--- begin Data for processing ---

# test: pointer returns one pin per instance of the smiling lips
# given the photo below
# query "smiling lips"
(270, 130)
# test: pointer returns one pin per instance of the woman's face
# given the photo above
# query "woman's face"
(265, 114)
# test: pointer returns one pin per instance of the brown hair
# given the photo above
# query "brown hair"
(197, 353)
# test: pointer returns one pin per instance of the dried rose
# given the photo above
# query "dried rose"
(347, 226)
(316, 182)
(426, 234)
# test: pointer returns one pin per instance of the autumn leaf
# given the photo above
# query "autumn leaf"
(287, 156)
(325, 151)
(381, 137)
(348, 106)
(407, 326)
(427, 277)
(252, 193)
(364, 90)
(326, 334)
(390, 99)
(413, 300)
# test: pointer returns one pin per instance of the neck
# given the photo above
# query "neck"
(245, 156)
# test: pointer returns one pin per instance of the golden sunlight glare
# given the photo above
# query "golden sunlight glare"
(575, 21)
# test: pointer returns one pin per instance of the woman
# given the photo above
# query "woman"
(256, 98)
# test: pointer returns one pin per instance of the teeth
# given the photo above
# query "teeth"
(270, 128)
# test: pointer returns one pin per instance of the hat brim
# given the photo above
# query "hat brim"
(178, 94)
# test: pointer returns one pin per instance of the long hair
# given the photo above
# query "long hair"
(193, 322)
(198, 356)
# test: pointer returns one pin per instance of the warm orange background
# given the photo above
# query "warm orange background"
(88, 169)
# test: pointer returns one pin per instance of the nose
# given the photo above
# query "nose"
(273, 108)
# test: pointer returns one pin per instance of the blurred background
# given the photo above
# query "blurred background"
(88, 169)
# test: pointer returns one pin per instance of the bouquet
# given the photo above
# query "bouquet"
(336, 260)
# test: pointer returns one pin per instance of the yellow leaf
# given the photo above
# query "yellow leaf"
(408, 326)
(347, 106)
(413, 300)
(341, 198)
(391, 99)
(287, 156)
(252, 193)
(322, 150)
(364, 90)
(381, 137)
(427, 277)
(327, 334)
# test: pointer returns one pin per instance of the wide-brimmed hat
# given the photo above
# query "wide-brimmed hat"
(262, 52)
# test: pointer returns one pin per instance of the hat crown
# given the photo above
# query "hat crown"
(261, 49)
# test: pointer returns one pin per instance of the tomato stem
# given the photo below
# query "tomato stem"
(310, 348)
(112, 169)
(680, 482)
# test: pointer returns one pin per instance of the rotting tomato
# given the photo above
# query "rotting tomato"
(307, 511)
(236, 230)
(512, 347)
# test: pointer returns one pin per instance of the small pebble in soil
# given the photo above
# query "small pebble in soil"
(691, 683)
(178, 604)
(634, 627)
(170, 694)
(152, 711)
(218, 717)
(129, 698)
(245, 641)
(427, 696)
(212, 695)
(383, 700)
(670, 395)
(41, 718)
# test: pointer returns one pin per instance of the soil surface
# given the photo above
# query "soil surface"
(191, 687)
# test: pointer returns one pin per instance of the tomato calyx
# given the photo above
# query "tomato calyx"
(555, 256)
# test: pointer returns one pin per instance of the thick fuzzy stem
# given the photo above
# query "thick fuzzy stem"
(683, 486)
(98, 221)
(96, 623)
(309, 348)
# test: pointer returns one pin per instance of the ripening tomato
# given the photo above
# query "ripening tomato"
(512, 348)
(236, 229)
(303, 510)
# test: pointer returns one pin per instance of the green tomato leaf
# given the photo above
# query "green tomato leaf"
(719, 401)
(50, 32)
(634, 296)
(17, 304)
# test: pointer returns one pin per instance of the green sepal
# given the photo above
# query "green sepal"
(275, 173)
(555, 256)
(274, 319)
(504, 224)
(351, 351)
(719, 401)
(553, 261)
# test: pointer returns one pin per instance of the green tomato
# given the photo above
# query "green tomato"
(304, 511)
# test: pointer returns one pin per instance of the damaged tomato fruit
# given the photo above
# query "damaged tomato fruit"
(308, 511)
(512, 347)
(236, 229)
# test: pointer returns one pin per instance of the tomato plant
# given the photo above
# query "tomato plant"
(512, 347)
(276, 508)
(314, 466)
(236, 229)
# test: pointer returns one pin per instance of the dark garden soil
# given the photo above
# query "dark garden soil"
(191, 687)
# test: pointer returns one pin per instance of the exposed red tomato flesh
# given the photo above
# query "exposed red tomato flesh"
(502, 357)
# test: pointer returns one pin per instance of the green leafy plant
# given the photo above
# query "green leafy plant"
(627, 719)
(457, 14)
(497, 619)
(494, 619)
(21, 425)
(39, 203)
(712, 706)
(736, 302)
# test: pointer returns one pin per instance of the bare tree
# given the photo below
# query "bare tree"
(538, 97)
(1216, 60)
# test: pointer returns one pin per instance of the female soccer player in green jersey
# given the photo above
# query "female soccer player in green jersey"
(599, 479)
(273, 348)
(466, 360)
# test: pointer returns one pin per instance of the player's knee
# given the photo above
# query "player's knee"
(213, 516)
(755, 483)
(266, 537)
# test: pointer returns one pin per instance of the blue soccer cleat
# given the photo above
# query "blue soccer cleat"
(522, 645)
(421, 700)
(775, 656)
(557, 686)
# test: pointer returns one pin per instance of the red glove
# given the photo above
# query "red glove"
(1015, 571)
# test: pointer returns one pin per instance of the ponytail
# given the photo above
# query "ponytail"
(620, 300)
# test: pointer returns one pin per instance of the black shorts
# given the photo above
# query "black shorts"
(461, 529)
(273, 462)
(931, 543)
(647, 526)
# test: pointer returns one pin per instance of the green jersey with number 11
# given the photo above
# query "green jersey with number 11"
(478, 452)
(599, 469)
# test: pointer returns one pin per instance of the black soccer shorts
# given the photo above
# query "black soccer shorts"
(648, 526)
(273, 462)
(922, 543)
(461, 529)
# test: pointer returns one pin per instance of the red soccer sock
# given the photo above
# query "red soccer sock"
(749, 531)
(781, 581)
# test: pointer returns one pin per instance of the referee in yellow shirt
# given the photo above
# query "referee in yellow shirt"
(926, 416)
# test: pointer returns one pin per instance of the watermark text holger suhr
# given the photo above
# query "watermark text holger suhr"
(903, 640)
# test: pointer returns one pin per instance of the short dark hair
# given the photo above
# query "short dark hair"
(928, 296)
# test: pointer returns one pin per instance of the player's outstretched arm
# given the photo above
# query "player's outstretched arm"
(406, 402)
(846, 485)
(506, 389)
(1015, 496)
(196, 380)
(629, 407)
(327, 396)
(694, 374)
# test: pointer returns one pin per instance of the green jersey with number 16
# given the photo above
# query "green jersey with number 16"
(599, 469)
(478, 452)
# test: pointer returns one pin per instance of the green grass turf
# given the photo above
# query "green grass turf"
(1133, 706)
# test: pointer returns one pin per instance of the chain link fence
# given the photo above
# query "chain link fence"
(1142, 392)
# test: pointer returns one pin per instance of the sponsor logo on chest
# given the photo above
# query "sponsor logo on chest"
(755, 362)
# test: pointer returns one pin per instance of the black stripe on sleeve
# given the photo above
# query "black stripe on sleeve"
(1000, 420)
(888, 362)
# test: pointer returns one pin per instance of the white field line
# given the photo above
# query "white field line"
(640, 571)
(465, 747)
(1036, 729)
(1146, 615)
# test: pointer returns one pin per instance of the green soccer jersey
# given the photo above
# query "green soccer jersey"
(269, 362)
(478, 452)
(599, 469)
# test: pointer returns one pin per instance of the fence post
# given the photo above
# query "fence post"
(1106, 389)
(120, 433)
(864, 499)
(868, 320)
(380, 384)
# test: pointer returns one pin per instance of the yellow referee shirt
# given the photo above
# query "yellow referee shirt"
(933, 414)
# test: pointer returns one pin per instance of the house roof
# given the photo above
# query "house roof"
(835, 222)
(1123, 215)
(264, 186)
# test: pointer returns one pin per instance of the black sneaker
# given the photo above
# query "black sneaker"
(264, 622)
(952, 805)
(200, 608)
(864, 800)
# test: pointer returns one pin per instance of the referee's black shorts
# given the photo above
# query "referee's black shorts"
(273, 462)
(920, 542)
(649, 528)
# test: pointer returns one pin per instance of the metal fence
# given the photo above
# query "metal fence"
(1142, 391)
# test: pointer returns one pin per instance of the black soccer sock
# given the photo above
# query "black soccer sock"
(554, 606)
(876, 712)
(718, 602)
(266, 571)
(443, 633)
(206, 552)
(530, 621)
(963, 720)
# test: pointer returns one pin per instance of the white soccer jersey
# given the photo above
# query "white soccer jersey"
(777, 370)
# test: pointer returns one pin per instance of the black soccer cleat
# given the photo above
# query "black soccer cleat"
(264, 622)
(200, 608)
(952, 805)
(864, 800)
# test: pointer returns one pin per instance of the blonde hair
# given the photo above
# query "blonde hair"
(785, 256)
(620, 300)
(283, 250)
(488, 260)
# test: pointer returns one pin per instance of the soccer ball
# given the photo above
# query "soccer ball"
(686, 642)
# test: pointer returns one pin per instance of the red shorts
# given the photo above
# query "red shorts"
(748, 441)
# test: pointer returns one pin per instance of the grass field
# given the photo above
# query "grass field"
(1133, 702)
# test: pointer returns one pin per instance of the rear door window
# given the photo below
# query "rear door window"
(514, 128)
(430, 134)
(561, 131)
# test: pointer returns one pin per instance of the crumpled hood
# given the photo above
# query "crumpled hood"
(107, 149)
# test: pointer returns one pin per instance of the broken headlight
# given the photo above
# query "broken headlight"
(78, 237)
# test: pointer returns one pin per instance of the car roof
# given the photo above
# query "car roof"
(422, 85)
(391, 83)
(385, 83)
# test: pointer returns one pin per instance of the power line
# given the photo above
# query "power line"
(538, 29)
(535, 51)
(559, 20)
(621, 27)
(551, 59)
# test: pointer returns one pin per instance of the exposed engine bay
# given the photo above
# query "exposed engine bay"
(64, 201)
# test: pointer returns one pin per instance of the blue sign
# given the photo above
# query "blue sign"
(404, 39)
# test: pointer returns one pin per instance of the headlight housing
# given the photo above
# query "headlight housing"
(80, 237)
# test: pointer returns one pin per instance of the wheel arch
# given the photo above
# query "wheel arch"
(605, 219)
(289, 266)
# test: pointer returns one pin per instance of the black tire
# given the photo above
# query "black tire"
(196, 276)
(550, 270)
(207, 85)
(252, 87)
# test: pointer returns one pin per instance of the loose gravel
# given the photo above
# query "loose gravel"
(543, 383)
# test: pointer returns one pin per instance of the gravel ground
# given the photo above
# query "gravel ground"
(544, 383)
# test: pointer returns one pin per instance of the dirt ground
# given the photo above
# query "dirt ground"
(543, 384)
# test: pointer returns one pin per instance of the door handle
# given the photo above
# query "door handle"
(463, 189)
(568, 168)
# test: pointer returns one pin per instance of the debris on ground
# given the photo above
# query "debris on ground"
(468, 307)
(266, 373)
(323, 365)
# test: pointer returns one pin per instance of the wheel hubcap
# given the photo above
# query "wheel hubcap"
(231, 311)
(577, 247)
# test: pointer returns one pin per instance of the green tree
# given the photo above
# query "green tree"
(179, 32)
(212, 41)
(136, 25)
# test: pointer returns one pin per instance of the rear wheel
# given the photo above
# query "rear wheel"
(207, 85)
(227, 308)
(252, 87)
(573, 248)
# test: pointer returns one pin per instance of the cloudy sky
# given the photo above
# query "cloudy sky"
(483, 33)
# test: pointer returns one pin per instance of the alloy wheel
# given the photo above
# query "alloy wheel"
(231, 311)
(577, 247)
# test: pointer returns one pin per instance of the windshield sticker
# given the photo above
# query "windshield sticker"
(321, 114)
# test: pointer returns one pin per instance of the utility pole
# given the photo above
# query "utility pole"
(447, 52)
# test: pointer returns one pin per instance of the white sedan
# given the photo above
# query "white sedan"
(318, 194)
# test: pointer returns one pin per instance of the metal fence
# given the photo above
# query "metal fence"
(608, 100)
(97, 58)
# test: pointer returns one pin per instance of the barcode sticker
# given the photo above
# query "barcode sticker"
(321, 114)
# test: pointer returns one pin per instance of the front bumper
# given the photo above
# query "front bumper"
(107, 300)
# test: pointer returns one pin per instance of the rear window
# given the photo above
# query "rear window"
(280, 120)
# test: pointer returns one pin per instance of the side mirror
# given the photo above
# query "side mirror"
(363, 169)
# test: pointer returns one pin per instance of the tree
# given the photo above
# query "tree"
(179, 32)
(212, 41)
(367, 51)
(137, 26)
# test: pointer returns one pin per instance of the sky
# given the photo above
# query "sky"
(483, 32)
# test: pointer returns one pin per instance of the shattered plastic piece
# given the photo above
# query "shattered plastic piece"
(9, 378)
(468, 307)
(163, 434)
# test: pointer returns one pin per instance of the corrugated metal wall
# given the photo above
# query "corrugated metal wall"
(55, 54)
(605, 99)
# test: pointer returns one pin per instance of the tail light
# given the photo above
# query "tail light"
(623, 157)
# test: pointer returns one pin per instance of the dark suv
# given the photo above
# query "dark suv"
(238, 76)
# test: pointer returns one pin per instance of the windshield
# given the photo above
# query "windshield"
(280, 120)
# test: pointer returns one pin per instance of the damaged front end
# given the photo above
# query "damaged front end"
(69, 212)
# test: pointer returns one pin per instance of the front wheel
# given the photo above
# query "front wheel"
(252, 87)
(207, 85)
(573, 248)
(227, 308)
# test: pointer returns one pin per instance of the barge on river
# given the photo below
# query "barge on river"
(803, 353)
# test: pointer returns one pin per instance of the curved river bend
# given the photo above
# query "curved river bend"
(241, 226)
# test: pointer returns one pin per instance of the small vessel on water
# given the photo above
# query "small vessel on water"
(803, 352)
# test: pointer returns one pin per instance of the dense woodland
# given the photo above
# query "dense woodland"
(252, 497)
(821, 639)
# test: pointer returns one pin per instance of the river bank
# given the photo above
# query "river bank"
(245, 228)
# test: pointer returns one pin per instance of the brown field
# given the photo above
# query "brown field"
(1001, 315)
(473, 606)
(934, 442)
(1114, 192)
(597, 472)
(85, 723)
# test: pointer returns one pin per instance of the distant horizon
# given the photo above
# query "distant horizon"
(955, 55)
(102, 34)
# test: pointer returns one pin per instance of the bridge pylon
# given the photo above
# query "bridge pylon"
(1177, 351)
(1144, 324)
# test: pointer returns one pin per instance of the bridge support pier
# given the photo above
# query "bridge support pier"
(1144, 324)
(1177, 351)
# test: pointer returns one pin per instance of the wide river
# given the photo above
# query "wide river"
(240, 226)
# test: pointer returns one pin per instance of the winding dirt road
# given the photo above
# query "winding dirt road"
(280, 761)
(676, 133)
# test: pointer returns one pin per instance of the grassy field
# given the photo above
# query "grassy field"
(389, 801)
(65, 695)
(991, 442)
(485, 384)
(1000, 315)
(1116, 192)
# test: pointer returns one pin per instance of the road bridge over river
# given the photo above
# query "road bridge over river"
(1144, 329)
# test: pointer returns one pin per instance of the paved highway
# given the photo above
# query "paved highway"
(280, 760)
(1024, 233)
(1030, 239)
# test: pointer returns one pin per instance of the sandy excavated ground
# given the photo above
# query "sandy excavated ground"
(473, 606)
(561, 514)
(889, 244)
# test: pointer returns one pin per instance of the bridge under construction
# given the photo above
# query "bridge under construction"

--- end Data for processing ---

:: Written instruction ::
Convert the material into a Markdown table with the columns Row and Line, putting one numbered line in each row and leaving out blank lines. Begin at the line that contains "the black soccer shorts" and stop after the line that contains "(1142, 392)".

:: Response to the task ::
| Row | Line |
|---|---|
| 1 | # test: pointer returns one pin per instance of the black soccer shorts |
| 2 | # given the photo above |
| 3 | # query "black soccer shorts" |
| 4 | (648, 526) |
| 5 | (273, 462) |
| 6 | (922, 543) |
| 7 | (461, 529) |
| 8 | # test: pointer returns one pin per instance of the red soccer sock |
| 9 | # given the photo above |
| 10 | # query "red soccer sock" |
| 11 | (749, 531) |
| 12 | (781, 581) |
| 13 | # test: pointer returns one pin per instance of the referee in yellow shirt |
| 14 | # given the photo above |
| 15 | # query "referee in yellow shirt" |
| 16 | (926, 416) |
| 17 | # test: pointer returns one pin per instance of the watermark text holger suhr |
| 18 | # given the photo above |
| 19 | # query "watermark text holger suhr" |
| 20 | (903, 640) |
| 21 | # test: pointer returns one pin per instance of the short dark hair |
| 22 | # given the photo above |
| 23 | # query "short dark hair" |
| 24 | (928, 296) |
| 25 | # test: pointer returns one pin per instance of the player's outstretched arm |
| 26 | # given the photo above |
| 27 | # query "player's outstretched arm" |
| 28 | (406, 402) |
| 29 | (846, 485) |
| 30 | (506, 389) |
| 31 | (1015, 496) |
| 32 | (196, 380) |
| 33 | (629, 407) |
| 34 | (327, 396) |
| 35 | (694, 374) |
| 36 | # test: pointer returns one pin per instance of the green jersey with number 16 |
| 37 | # given the photo above |
| 38 | # query "green jersey with number 16" |
| 39 | (599, 469) |
| 40 | (478, 452) |
| 41 | # test: pointer returns one pin per instance of the green grass turf |
| 42 | # given the photo above |
| 43 | # query "green grass turf" |
| 44 | (1133, 706) |
| 45 | # test: pointer returns one pin per instance of the chain link fence |
| 46 | # given the photo above |
| 47 | # query "chain link fence" |
| 48 | (1142, 392) |